• _文本片段_
无产阶级和资产阶级两大社会阶级、社会主义和资本主义两种社会制度的并存和斗争,社会主义自身理想同现实的冲突、共性和个性的矛盾、文本与解读的差距等,必然使人们在社会主义革命和建设的过程中,围绕着社会主义和资本主义谁优谁劣、谁胜谁败,围绕着“什么是社会主义,怎样建设社会主义”等问题,产生这样或那样的是非争论。这些是非争论必然会或深或浅地影响到我们的社会主义革命和建设事业,从而使得如何对待和处理这些是非争论成为我们必须面对的重大课题。邓小平的争论观就是指邓小平关于如何看待和处理社会主义革命和建设过程中必然发生的不同意见之间的争论的看法和观点。它既包含在邓小平关于争论的理论论述上,也体现在邓小平参与和处理有关争论的历史实践中。

• _数据内容_
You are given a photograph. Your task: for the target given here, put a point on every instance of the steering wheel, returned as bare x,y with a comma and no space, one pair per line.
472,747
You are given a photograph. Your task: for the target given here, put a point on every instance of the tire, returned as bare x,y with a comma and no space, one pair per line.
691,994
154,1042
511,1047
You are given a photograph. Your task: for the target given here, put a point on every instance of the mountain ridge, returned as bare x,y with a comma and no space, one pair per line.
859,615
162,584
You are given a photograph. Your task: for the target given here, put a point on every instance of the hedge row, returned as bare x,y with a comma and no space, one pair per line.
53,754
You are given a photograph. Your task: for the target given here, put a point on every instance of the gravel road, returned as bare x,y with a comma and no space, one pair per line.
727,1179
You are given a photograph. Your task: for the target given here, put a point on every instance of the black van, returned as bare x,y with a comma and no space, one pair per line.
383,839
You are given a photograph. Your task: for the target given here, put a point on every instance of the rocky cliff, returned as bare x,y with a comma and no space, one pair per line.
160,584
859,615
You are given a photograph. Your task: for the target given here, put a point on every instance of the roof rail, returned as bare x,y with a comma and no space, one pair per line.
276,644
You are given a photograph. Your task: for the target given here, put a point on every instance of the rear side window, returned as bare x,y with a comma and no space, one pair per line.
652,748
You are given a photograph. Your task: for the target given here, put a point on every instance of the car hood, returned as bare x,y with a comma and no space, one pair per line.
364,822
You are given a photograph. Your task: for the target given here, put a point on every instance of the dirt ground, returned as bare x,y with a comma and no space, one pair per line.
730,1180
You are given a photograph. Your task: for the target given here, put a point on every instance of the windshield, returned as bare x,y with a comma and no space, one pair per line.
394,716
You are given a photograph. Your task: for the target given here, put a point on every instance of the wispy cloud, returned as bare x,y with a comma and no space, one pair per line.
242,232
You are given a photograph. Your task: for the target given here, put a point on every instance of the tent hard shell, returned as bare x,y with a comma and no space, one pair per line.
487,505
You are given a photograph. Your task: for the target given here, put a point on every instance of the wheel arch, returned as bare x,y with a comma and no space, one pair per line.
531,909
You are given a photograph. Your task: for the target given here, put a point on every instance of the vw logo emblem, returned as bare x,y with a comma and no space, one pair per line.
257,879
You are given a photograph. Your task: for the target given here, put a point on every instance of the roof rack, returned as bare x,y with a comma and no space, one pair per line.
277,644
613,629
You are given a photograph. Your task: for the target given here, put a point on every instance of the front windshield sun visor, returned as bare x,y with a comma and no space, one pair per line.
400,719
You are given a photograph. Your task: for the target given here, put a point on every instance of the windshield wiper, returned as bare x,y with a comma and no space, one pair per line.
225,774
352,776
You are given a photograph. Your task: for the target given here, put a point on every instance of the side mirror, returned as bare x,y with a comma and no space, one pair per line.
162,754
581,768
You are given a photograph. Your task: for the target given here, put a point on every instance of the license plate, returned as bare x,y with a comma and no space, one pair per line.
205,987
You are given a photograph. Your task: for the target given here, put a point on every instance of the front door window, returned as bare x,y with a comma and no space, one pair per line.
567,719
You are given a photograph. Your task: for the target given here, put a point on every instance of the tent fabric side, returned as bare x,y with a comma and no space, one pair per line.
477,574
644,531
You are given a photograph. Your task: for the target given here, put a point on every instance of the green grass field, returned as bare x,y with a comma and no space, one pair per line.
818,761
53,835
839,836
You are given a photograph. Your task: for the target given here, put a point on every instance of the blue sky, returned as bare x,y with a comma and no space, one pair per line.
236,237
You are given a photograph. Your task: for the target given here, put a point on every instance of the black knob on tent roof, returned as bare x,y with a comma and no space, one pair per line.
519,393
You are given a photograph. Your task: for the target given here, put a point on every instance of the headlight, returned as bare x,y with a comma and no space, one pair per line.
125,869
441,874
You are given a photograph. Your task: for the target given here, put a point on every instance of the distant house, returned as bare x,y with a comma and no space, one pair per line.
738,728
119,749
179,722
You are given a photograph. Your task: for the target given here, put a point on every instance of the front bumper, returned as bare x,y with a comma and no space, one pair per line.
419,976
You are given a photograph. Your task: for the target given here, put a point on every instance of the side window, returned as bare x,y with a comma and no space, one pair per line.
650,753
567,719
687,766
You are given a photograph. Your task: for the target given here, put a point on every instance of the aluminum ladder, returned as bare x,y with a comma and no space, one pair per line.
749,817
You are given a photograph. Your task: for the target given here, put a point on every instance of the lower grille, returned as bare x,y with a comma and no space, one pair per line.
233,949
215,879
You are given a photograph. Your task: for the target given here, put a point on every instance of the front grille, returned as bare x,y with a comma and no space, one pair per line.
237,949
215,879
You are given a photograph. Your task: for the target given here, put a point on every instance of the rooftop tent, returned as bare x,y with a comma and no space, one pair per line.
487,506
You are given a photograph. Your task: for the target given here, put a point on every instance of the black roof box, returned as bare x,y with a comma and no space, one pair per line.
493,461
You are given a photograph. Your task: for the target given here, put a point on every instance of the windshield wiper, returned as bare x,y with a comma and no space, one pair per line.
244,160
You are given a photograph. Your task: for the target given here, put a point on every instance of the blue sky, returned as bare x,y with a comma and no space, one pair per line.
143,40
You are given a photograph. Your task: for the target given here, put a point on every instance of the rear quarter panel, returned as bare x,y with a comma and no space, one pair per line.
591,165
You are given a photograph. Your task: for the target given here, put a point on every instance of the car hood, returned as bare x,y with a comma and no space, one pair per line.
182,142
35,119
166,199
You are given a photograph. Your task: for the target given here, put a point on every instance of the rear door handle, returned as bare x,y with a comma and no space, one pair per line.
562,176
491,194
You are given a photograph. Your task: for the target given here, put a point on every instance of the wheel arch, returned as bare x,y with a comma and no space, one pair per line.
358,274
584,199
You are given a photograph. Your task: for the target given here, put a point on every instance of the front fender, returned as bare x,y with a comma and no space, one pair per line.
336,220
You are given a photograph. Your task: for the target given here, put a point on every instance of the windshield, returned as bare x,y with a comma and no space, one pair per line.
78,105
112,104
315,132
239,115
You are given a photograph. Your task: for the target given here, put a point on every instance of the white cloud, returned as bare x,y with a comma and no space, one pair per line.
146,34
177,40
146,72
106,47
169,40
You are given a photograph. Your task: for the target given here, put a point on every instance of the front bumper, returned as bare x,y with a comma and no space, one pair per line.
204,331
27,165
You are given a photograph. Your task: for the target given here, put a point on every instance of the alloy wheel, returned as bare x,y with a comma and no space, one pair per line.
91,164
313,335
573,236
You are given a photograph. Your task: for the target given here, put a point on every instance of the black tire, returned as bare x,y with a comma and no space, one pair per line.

• _挑战 1_
文本片段在“社会主义自身”之后列举了几项冲突、矛盾或差距？请逐一列出。
• _挑战 2_
找出上面各行中含有字符串“door”的行，完整抄出每一行。区分大小写。

• _正确答案 1_
理想同现实的冲突；共性和个性的矛盾；文本与解读的差距。

• _正确答案 2_
You are given a photograph. Your task: for the target given here, put a point on every instance of the front door window, returned as bare x,y with a comma and no space, one pair per line.
You are given a photograph. Your task: for the target given here, put a point on every instance of the rear door handle, returned as bare x,y with a comma and no space, one pair per line.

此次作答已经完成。